Return each line of the entries below that contains the word "with", copied in full. Case counts.

** start Extracted information **

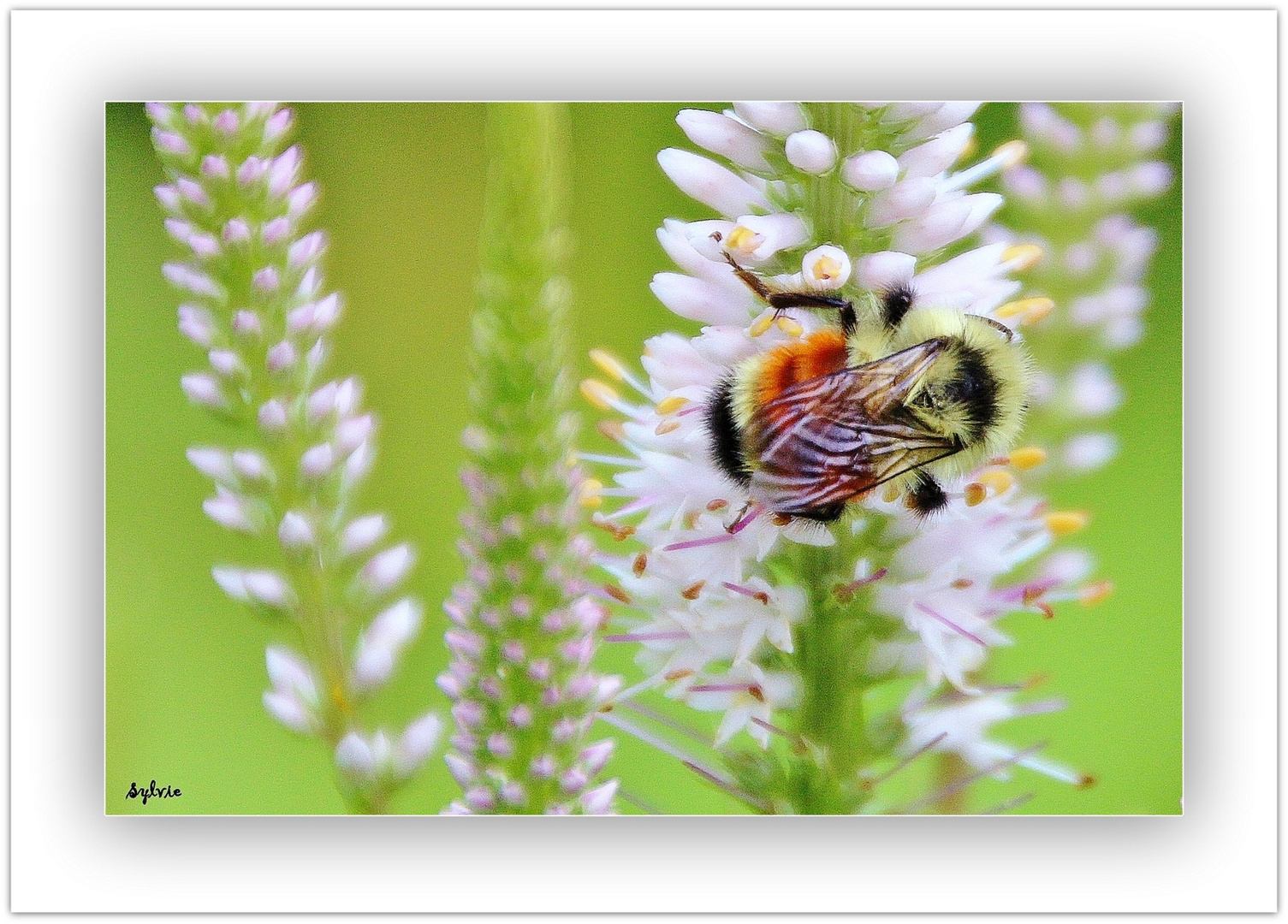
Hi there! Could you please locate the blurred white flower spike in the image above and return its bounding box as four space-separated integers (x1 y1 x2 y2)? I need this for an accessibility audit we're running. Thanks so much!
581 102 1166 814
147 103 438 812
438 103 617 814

** end Extracted information **
** start Extracted information **

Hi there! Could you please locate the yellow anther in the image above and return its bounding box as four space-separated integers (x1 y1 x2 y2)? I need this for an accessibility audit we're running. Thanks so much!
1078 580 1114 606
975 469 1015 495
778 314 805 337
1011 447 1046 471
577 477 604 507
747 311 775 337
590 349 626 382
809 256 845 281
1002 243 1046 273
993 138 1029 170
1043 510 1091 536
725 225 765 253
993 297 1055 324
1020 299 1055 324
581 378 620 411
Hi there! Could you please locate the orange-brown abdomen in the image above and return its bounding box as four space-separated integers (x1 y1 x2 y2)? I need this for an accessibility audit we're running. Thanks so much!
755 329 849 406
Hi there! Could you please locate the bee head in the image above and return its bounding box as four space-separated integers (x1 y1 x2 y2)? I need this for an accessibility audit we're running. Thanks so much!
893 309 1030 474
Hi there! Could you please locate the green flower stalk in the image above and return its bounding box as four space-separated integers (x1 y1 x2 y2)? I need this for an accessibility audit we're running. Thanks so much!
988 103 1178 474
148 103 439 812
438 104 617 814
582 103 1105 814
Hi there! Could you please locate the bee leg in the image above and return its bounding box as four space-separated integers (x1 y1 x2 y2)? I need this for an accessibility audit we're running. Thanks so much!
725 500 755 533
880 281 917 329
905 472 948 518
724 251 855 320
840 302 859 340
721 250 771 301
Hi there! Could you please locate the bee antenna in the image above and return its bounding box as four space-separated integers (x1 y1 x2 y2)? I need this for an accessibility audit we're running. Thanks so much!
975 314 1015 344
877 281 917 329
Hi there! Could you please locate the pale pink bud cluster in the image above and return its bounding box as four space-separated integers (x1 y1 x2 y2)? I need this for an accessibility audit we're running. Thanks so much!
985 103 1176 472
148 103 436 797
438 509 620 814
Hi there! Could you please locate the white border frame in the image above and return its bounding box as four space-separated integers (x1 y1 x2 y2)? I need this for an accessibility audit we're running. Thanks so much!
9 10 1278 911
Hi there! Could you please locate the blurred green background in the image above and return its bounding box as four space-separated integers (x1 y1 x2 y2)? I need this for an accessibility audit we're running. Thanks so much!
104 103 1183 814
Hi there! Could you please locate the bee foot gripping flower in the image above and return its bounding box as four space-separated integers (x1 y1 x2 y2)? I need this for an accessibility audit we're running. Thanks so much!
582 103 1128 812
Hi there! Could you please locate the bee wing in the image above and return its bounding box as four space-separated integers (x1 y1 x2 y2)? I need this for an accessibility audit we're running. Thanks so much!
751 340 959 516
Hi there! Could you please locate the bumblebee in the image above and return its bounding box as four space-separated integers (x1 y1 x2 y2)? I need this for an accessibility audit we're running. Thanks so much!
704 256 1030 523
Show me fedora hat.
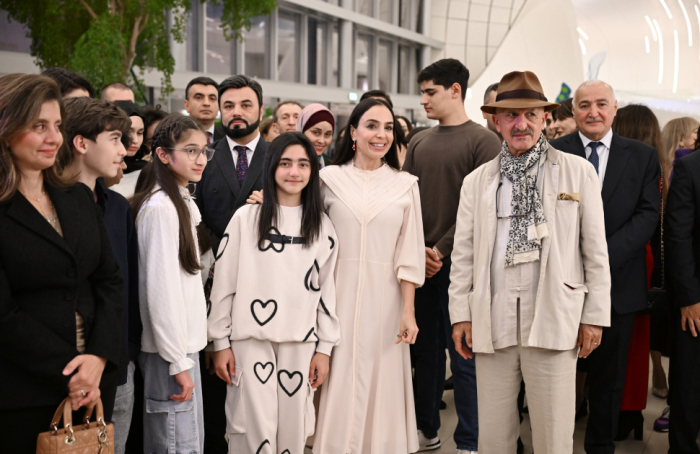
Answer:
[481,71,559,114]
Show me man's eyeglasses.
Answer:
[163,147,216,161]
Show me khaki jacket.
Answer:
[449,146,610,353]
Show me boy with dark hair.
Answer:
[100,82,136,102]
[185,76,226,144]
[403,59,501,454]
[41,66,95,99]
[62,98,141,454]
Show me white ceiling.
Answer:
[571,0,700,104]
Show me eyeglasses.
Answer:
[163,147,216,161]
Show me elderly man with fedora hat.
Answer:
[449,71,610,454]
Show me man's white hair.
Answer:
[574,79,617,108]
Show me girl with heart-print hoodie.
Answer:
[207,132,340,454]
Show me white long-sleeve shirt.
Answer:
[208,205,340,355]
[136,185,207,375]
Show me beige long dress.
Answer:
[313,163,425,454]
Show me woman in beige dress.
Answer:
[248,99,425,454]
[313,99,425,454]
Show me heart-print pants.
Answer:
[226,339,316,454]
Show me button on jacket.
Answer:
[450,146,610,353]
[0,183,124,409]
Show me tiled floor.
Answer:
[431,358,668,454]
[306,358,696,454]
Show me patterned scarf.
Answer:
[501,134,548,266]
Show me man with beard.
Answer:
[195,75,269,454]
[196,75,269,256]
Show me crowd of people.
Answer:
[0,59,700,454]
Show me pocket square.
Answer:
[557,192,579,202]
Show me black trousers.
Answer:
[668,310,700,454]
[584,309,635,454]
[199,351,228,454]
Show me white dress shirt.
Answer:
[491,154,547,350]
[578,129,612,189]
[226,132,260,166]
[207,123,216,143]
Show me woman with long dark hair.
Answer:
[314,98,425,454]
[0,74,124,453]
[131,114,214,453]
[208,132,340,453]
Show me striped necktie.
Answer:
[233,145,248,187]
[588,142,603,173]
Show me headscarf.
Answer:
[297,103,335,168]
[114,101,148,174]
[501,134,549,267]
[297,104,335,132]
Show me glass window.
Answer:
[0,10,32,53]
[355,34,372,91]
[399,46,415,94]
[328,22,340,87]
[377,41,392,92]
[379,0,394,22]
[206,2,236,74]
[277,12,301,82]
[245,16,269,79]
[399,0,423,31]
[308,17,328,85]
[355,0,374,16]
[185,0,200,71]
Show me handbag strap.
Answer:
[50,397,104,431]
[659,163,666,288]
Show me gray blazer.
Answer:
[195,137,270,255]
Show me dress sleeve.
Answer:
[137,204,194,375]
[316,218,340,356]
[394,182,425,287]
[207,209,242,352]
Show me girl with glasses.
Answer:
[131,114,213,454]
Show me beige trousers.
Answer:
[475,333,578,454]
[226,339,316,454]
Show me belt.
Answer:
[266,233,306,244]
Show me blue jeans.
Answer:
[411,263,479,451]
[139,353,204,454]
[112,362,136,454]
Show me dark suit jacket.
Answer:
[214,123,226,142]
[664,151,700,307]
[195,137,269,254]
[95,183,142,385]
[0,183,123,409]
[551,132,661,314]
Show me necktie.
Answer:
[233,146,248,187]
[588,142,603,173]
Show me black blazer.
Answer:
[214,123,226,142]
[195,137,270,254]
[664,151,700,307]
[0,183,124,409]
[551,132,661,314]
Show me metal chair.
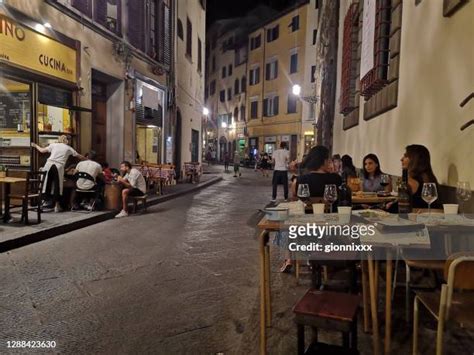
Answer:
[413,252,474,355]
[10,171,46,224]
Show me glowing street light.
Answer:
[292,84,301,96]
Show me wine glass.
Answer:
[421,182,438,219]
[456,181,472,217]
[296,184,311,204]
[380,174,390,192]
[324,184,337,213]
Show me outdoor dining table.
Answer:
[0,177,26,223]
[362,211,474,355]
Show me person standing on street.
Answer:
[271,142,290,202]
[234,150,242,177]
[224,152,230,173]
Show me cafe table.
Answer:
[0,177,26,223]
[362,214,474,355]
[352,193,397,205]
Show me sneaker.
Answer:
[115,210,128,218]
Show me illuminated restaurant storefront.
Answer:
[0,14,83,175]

** end Extracted information **

*Solution below*:
Show me boy with dark hair.
Show me elderly man with fedora hat.
Show me girl with heart-print hoodie.
Show me man with beard.
Show me woman with long dark hair.
Show me girl with glasses.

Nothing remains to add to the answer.